Reproduce the data below line for line, without changing a single character.

--- INPUT RECORDS ---

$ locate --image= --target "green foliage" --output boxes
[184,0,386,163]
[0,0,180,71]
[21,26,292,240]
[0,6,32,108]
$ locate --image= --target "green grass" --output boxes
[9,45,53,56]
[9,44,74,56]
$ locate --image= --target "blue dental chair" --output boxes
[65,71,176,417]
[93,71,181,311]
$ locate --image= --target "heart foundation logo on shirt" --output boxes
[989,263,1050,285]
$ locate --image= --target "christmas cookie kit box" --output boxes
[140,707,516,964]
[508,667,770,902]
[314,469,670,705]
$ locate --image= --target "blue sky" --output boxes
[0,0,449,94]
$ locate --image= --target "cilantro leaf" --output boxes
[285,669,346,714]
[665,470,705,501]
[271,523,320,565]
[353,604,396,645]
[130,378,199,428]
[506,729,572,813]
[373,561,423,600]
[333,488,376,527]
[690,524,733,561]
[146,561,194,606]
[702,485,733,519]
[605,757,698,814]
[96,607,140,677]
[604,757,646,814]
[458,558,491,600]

---

- _FINAL RESULT_:
$ locate --image= --target "green foliage" --output boxes
[184,0,386,163]
[0,0,180,71]
[21,26,292,240]
[0,6,32,108]
$ locate --image= --target "green grass" --output boxes
[9,45,53,56]
[9,44,74,56]
$ locate --image= --target "blue dental chair" --output boxes
[65,71,176,417]
[93,71,181,311]
$ locate --image= --target "heart foundation logo on shirt" --output boxes
[989,263,1050,285]
$ locate --image= --target "christmas cookie kit box" --output boxes
[140,707,516,964]
[508,667,770,902]
[314,469,670,705]
$ locate --image= --target "blue sky" --output boxes
[0,0,449,94]
$ locate --image= --target "cilantro leaf" --output boxes
[285,669,346,714]
[665,470,705,501]
[271,523,320,565]
[353,604,396,645]
[130,378,199,428]
[506,729,572,813]
[373,561,423,600]
[333,488,376,527]
[690,524,733,561]
[146,561,194,606]
[702,485,733,519]
[605,757,698,814]
[96,607,140,677]
[604,757,646,814]
[458,558,491,600]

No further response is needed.